* **Listing**:
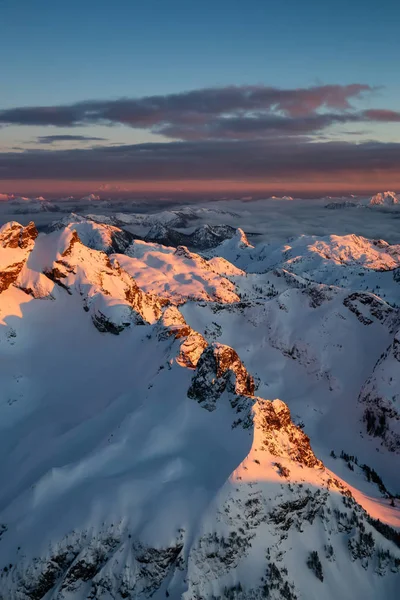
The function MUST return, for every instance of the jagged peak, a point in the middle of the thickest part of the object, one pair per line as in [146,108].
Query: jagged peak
[15,235]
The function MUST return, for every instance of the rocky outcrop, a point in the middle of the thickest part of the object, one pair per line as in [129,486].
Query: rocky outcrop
[280,436]
[16,242]
[368,307]
[219,369]
[380,396]
[173,325]
[14,235]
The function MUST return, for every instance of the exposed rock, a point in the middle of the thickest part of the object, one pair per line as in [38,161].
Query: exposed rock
[219,368]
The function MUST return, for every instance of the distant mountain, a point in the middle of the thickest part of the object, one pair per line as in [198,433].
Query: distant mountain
[385,199]
[202,238]
[343,204]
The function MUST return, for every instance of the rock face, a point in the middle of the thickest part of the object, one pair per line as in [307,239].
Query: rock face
[16,242]
[381,397]
[384,199]
[14,235]
[219,369]
[280,436]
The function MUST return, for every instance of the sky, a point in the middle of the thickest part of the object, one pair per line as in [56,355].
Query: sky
[206,96]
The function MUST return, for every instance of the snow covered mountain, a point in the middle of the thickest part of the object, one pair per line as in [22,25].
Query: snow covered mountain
[145,452]
[384,199]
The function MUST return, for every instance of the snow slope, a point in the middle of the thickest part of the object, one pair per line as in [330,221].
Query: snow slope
[145,452]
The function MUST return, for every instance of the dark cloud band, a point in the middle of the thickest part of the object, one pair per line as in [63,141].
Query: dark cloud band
[202,160]
[232,111]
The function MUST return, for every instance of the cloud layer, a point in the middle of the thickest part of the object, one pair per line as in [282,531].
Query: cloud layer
[202,160]
[234,112]
[245,133]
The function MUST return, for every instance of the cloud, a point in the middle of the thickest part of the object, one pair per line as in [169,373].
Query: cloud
[205,160]
[205,110]
[53,139]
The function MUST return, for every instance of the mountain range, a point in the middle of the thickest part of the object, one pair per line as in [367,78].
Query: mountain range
[193,415]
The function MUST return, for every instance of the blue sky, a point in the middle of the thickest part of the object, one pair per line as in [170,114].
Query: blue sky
[64,52]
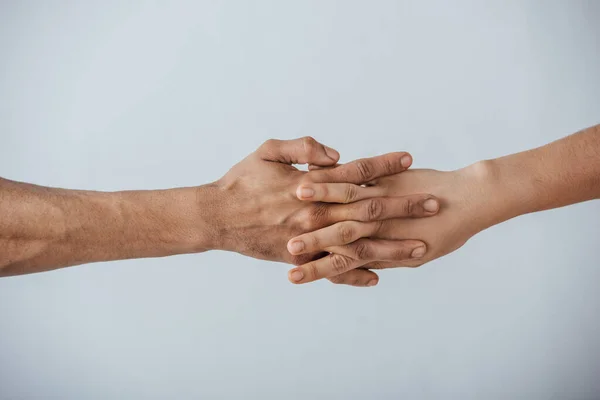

* **What to work on**: Count the lines of the records that contain the string "covered", with case counting. Reply with the number alone.

* **Solution to the exercise**: 2